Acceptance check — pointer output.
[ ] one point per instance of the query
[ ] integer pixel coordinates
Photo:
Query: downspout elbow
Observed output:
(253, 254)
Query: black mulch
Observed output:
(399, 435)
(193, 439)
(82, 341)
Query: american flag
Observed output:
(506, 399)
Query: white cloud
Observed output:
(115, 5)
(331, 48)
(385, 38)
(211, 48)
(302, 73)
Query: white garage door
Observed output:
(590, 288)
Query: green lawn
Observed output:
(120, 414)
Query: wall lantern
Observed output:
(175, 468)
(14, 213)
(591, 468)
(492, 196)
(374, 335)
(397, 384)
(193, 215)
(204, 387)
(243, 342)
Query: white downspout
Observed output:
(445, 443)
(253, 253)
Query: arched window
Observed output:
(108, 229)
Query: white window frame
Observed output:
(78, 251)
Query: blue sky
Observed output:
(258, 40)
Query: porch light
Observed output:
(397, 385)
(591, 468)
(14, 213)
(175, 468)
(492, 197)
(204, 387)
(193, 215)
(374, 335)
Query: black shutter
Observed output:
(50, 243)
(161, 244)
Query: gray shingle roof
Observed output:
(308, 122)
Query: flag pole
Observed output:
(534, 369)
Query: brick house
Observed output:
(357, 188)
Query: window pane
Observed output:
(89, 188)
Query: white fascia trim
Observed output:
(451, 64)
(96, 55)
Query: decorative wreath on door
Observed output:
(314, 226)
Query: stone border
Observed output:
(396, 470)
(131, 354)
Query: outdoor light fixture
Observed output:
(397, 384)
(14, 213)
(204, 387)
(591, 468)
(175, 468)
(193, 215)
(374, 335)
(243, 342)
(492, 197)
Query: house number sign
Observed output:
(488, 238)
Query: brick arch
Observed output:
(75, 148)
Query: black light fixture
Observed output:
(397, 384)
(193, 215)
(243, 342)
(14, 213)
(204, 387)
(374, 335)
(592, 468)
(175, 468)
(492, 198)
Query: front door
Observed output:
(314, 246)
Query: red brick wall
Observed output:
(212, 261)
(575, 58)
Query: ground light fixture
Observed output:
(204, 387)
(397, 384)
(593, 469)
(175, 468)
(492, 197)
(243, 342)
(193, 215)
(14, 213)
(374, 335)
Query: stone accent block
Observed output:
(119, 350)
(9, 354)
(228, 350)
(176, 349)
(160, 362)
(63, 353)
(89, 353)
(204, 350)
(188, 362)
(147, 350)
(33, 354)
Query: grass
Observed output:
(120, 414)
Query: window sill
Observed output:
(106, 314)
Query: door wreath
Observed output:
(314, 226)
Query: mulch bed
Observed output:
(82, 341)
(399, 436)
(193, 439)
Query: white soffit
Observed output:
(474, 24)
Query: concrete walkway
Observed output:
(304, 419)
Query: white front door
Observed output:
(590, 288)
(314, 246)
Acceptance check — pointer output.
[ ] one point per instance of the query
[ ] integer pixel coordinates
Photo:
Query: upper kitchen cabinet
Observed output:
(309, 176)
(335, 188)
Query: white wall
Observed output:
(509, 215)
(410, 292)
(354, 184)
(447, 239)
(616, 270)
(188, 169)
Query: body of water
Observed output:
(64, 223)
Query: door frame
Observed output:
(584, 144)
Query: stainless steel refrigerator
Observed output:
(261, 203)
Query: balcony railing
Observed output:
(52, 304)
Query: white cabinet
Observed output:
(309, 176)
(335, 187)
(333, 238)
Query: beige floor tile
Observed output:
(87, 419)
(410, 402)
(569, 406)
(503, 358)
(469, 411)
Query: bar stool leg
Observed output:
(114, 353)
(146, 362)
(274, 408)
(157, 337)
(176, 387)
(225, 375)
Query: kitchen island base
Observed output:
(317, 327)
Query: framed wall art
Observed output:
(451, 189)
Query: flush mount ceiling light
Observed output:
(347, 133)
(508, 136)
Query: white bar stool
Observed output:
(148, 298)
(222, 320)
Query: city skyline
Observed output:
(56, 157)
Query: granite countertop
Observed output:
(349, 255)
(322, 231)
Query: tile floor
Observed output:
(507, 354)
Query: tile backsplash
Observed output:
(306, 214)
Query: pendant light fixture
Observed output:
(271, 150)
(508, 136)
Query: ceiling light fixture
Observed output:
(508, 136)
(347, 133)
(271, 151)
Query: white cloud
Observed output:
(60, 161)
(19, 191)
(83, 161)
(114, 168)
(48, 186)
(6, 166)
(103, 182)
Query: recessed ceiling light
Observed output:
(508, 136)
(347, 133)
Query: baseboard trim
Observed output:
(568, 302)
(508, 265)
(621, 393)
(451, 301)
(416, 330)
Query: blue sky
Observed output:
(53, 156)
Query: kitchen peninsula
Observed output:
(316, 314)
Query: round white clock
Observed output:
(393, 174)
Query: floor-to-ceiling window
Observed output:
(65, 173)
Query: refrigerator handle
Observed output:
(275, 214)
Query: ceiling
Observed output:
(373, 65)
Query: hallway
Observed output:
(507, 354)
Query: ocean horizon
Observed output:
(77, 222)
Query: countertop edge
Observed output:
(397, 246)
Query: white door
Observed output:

———

(Required work) Retype the material in full, character for character.

(Answer to this task)
Acceptance check — pointer output.
[ ] one point per instance of the query
[ ] integer pixel coordinates
Photo:
Query: downspout elbow
Observed output:
(253, 254)
Query: black mulch
Observed output:
(399, 435)
(193, 439)
(82, 341)
Query: american flag
Observed output:
(506, 399)
Query: white cloud
Observed output:
(115, 5)
(331, 48)
(385, 38)
(211, 48)
(302, 73)
Query: white garage door
Observed output:
(590, 288)
Query: green lawn
Observed output:
(120, 414)
Query: wall lantern
Observed output:
(175, 468)
(14, 213)
(591, 468)
(492, 196)
(374, 335)
(397, 384)
(193, 215)
(204, 387)
(243, 342)
Query: white downspout
Observed output:
(445, 443)
(253, 253)
Query: arched window
Observed output:
(108, 229)
Query: white window frame
Observed output:
(78, 251)
Query: blue sky
Observed output:
(258, 40)
Query: porch light
Observed output:
(397, 385)
(591, 468)
(14, 213)
(175, 468)
(492, 197)
(204, 387)
(193, 215)
(374, 335)
Query: black shutter
Observed output:
(50, 243)
(161, 244)
Query: gray shingle roof
Observed output:
(308, 122)
Query: flag pole
Observed output:
(534, 369)
Query: brick house
Observed output:
(357, 188)
Query: window pane
Observed output:
(89, 188)
Query: white fascia trim
Observed output:
(451, 64)
(96, 55)
Query: decorative wreath on door
Observed output:
(314, 226)
Query: stone border
Observed output:
(396, 470)
(131, 354)
Query: outdoor light fixture
Observed output:
(397, 384)
(14, 213)
(204, 387)
(591, 468)
(175, 468)
(193, 215)
(374, 335)
(243, 342)
(492, 197)
Query: house number sign
Observed output:
(488, 238)
Query: brick arch
Observed output:
(75, 148)
Query: black light fixture
Observed output:
(397, 384)
(193, 215)
(243, 342)
(14, 213)
(204, 387)
(374, 335)
(592, 468)
(175, 468)
(492, 198)
Query: front door
Observed output:
(314, 246)
Query: red brick wall
Observed output:
(212, 261)
(575, 58)
Query: ground light fixture
Observed output:
(204, 387)
(397, 384)
(593, 469)
(175, 468)
(492, 197)
(243, 342)
(193, 215)
(14, 213)
(374, 335)
Query: stone accent block
Observed output:
(119, 350)
(9, 354)
(228, 350)
(176, 349)
(160, 362)
(63, 353)
(89, 353)
(204, 350)
(188, 362)
(147, 350)
(33, 354)
Query: grass
Observed output:
(120, 414)
Query: window sill
Observed output:
(106, 314)
Query: door wreath
Observed output:
(314, 226)
Query: mulch bed
Observed output:
(82, 341)
(399, 436)
(193, 439)
Query: white soffit
Observed output:
(474, 24)
Query: concrete walkway
Observed output:
(304, 419)
Query: white front door
Observed output:
(590, 288)
(314, 246)
Acceptance check — pointer output.
[ ] one point per instance of the query
[ ] integer pixel coordinates
Photo:
Query: upper kitchen cabinet
Observed output:
(309, 176)
(335, 188)
Query: white wall
Observed output:
(509, 215)
(410, 292)
(354, 184)
(447, 239)
(616, 270)
(188, 169)
Query: body of water
Observed output:
(64, 223)
Query: door frame
Observed output:
(584, 144)
Query: stainless steel refrigerator
Observed output:
(261, 203)
Query: balcony railing
Observed output:
(52, 304)
Query: white cabinet
Observed output:
(309, 176)
(335, 187)
(333, 238)
Query: beige floor tile
Observed output:
(87, 419)
(410, 402)
(569, 406)
(503, 358)
(469, 411)
Query: bar stool leg
Observed output:
(114, 353)
(146, 362)
(274, 408)
(157, 337)
(176, 387)
(225, 375)
Query: kitchen island base
Observed output:
(317, 327)
Query: framed wall art
Observed output:
(451, 189)
Query: flush mount ceiling light
Observed output:
(347, 133)
(508, 136)
Query: white bar stool
Observed output:
(148, 298)
(222, 320)
Query: city skyline
Observed output:
(56, 157)
Query: granite countertop
Observed output:
(349, 255)
(322, 231)
Query: tile floor
Observed output:
(507, 354)
Query: tile backsplash
Observed output:
(306, 214)
Query: pendant light fixture
Observed output:
(271, 150)
(508, 136)
Query: ceiling light fixture
Observed output:
(508, 136)
(347, 133)
(271, 151)
Query: white cloud
Observed output:
(60, 161)
(19, 191)
(83, 161)
(114, 168)
(48, 186)
(6, 166)
(103, 182)
Query: recessed ceiling light
Observed output:
(508, 136)
(347, 133)
Query: baseboard trim
Observed output:
(568, 302)
(508, 265)
(621, 393)
(451, 301)
(416, 330)
Query: blue sky
Observed output:
(53, 156)
Query: kitchen peninsula
Observed output:
(316, 314)
Query: round white clock
Observed output:
(393, 174)
Query: floor-to-ceiling window
Observed output:
(65, 173)
Query: refrigerator handle
Observed output:
(275, 214)
Query: ceiling
Observed output:
(373, 65)
Query: hallway
Observed output:
(507, 354)
Query: ocean horizon
Observed output:
(77, 222)
Query: countertop edge
Observed output:
(397, 246)
Query: white door
Observed output:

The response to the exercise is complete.